** START OF Source data **

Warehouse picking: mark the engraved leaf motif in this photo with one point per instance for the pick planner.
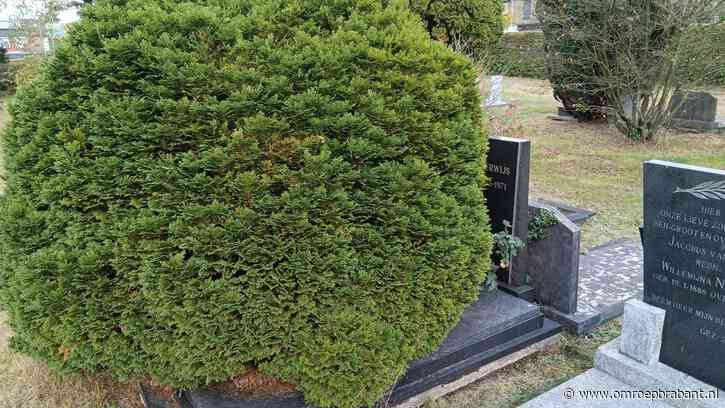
(709, 190)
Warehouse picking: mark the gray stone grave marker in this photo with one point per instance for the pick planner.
(684, 265)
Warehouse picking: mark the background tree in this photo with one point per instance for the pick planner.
(5, 72)
(35, 20)
(476, 25)
(198, 188)
(621, 58)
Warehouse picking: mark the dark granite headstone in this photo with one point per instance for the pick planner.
(553, 262)
(684, 265)
(694, 110)
(507, 195)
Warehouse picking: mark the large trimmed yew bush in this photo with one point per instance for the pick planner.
(198, 187)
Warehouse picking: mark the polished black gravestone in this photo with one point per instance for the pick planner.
(507, 195)
(684, 265)
(494, 327)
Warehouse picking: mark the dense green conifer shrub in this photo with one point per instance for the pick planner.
(196, 187)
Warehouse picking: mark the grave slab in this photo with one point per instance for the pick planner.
(609, 275)
(655, 376)
(642, 334)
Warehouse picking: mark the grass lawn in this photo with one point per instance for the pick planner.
(590, 166)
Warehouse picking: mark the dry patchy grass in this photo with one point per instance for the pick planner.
(538, 373)
(25, 383)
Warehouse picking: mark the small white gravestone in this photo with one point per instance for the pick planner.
(495, 98)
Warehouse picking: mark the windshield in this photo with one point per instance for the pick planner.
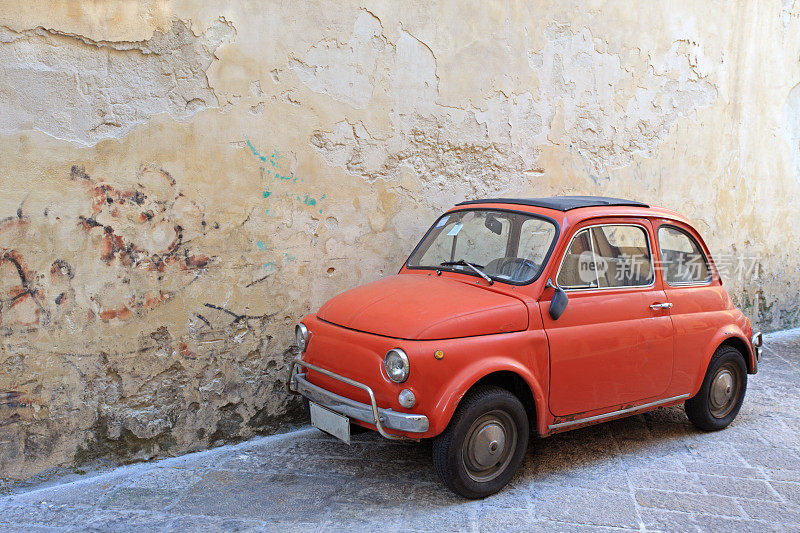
(506, 246)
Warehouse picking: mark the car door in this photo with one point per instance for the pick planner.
(613, 345)
(700, 305)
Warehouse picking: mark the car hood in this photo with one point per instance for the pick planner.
(419, 307)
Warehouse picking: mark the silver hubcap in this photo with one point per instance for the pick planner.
(724, 391)
(489, 446)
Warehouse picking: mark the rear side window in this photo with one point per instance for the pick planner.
(682, 260)
(608, 256)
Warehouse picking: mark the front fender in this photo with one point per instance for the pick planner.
(467, 377)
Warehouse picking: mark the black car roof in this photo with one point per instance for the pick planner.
(560, 203)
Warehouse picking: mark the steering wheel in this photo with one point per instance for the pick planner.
(512, 268)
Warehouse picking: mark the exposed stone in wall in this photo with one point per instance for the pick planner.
(82, 90)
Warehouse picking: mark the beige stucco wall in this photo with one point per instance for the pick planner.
(181, 181)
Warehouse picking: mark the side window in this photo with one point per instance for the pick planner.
(683, 261)
(607, 256)
(622, 256)
(577, 268)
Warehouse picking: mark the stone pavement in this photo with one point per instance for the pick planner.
(648, 472)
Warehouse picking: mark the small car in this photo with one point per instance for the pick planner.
(520, 315)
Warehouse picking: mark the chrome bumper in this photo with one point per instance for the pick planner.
(383, 419)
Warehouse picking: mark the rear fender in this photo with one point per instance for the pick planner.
(464, 380)
(729, 334)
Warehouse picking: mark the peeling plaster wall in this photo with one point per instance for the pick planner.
(181, 181)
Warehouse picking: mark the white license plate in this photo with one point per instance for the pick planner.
(330, 422)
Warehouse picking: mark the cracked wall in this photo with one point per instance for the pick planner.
(182, 181)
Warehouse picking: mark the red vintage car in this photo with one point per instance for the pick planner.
(520, 315)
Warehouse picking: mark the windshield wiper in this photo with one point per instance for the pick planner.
(476, 268)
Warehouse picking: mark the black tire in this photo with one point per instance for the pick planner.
(485, 417)
(721, 395)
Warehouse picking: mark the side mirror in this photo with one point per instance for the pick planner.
(559, 301)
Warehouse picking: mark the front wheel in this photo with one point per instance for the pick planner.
(720, 396)
(484, 444)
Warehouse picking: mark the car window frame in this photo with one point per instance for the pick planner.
(648, 237)
(705, 283)
(545, 261)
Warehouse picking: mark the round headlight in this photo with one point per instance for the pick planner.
(301, 336)
(397, 365)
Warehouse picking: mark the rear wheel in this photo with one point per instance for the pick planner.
(720, 396)
(484, 444)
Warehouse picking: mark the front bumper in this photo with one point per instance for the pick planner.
(383, 419)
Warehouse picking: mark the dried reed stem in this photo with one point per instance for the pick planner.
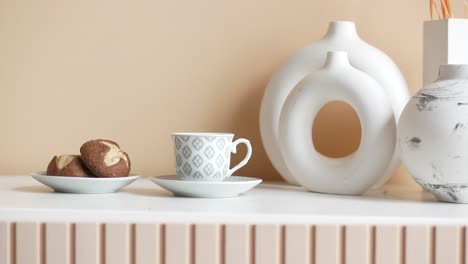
(439, 14)
(448, 5)
(431, 8)
(444, 9)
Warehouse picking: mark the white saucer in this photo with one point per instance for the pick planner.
(83, 184)
(230, 187)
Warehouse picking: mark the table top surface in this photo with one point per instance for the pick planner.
(24, 199)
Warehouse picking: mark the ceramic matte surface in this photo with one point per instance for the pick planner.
(353, 174)
(433, 135)
(230, 187)
(444, 42)
(341, 35)
(206, 156)
(84, 185)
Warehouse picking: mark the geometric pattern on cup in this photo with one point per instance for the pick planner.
(202, 157)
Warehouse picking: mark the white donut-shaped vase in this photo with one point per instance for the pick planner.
(353, 174)
(341, 35)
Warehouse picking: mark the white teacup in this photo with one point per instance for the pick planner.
(206, 156)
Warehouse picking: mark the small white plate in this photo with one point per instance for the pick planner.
(84, 185)
(230, 187)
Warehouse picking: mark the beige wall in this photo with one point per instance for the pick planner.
(135, 71)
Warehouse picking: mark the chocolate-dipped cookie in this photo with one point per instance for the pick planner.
(68, 165)
(105, 158)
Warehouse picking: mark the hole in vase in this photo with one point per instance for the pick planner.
(336, 131)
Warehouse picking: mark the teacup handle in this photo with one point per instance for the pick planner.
(247, 156)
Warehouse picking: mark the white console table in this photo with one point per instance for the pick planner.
(272, 224)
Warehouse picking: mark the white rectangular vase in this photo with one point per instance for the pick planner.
(445, 42)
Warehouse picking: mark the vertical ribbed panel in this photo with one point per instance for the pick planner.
(178, 244)
(297, 244)
(57, 245)
(238, 244)
(267, 244)
(117, 243)
(28, 243)
(388, 244)
(148, 244)
(358, 244)
(5, 240)
(418, 245)
(447, 245)
(88, 244)
(328, 244)
(124, 243)
(207, 244)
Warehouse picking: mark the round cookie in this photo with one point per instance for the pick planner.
(105, 158)
(68, 165)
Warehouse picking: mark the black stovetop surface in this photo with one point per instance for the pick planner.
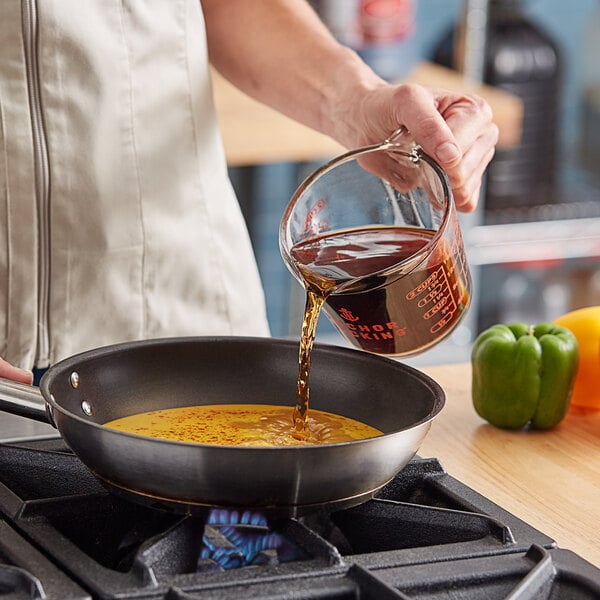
(424, 536)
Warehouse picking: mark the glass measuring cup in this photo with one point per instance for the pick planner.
(375, 232)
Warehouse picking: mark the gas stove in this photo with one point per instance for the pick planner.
(424, 536)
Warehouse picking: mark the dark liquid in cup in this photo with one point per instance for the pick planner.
(384, 306)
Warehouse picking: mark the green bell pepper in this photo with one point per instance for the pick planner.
(523, 375)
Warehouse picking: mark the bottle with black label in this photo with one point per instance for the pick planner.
(590, 97)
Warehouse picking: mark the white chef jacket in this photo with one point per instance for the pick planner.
(117, 218)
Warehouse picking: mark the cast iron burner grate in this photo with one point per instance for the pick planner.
(424, 536)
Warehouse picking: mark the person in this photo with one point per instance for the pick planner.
(118, 218)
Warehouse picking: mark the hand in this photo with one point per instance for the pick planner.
(8, 371)
(455, 129)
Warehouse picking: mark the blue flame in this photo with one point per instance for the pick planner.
(243, 539)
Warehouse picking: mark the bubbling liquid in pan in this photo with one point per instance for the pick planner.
(243, 425)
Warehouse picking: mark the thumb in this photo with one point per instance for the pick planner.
(421, 117)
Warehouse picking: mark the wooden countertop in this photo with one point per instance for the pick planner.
(549, 479)
(254, 134)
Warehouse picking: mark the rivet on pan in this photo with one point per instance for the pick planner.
(74, 379)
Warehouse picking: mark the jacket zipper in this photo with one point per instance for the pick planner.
(42, 178)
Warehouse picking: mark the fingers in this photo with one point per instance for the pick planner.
(8, 371)
(455, 129)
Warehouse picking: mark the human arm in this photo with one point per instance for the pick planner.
(279, 52)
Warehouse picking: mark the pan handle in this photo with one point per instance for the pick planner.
(23, 400)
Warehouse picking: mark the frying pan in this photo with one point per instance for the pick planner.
(79, 394)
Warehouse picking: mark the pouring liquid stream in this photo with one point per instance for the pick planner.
(338, 262)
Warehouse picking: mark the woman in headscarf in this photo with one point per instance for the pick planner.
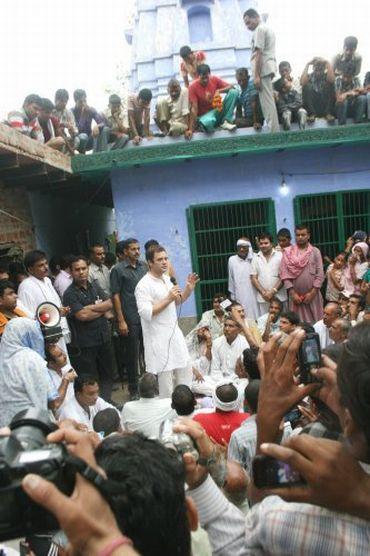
(23, 376)
(357, 267)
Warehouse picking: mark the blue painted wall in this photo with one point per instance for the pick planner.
(151, 201)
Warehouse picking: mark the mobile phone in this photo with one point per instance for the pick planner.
(309, 357)
(269, 472)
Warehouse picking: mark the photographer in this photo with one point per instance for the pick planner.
(277, 527)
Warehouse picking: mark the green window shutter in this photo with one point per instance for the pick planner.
(213, 232)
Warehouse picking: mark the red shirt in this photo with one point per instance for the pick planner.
(202, 96)
(221, 424)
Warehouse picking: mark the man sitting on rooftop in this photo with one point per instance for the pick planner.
(248, 108)
(172, 115)
(138, 107)
(318, 90)
(349, 57)
(50, 126)
(67, 122)
(190, 62)
(207, 109)
(84, 116)
(350, 101)
(289, 105)
(115, 131)
(25, 120)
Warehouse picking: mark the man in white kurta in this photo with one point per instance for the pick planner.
(37, 288)
(240, 287)
(165, 350)
(265, 275)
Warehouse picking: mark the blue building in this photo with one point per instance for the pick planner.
(162, 27)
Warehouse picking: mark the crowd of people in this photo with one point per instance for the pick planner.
(204, 102)
(231, 385)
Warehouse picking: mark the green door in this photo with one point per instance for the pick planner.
(213, 231)
(333, 217)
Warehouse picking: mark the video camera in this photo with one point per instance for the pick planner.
(27, 451)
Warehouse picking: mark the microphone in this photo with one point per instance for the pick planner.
(174, 283)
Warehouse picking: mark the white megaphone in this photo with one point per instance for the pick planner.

** END OF Source data **

The request
Everything from the line with "Warehouse picking: mark the blue building" through the last line of the material above should be echoed exactly, and nothing else.

Result of this exercise
Warehouse picking: mark the blue building in this photo with one point per instance for the pick planner.
(162, 27)
Warehouse picking: mark the crowd of people in this photo with one point per instance for the pick planner.
(204, 102)
(231, 385)
Warehouse picking: mark the green door in this photo with one point per instance for the pick planner.
(213, 231)
(333, 217)
Warehouse picking: mark the video camera in this photo with one point per instance for the pick planner.
(27, 451)
Warehouse picking: mark the microphone in this photo with one point per instance for the pick planner.
(174, 283)
Warehouse picking: mark the white megaphone in this photo with one point per instance for the pick planner.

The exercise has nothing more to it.